Here are 6 questions (and answers!) a parent of a child with autism might find themselves asking
How can I make doctor/dentist appointments easier on my child, so there aren’t tantrums?
There are a number of things parents can do to make these necessary visits as easy as possible. Simply things such as buying play stethoscopes or creating picture books can go a long way. If you own an iPad or iPhone, you guessed it “There’s an app for that,” it is called iPrompts a visual program for people with autism.
Walk your child through what is going to happen at the visit, so they understand what to expect before getting there. The same is true for dental visits. It may take multiple visits before your child will actually sit in the dental chair, but you can help them get comfortable enough to tolerate most of these visits.
How can I tell when something is hurting my child, he/she is nonverbal?
According to Rebecca Landa, the director of the Center for Autism and Related Disorders at the Kennedy Krieger Institute located in Baltimore, “We know that autism is a multisystem disorder. When it’s not evident that there’s a certain body system not working as it should, we have to look to other indicators. Any time there’s an alteration in a child’s behavioral pattern; this could tell us something we need to be paying attention to medically.” This is why it is important that you know if your doctor works with other patients that have autism.
How do I know which support groups to join, there are so many out there?
Your doctor should at least know of a few support groups that are nearby to recommend. The key to joining a support group, of any type, is to make sure you are joining a group of people that have accepted the issue (in this case the diagnosis of autism) and are making an effort to move forward. The goal of a support group is to do just that, offer support, offer different perspectives on how to handle issues as they happen. You want to be able to get insight from parents that have been where you are so that they can offer tips on how to get through the phase you are in.
You also want to be careful of people who tell you that they have the “cure” for autism. At this moment in time, there isn’t a cure for autism. There are therapies available that if done properly can help minimize certain behaviors. There are people on the spectrum whose symptoms are so subtle that if you didn’t know they were diagnosed with autism, you wouldn’t know they had autism.
Autism is not a battle that one can do alone. Autism is pervasive within the child and it is pervasive within the family. Support groups and support networks are important. Your doctor should be able to offer you a list of local support groups.

• _Action item_: In the passage on autism, what app is suggested for parents who own an iPad or iPhone? Please answer in a few words.

• _Recorded data_:
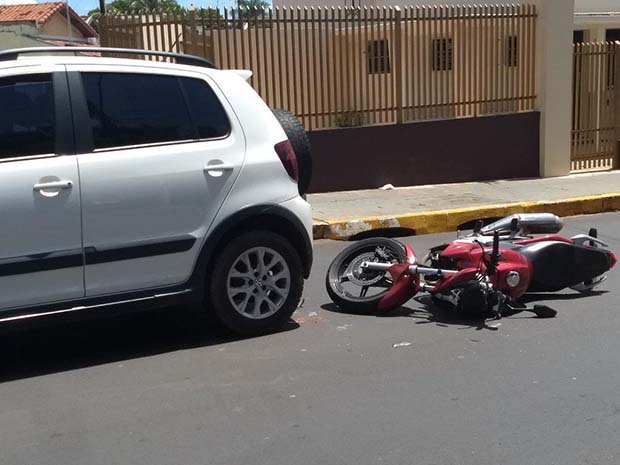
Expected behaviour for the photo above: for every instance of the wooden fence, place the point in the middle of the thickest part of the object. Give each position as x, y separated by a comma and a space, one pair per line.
338, 67
596, 106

• _Solution to the problem_: iPrompts, a visual program for people with autism.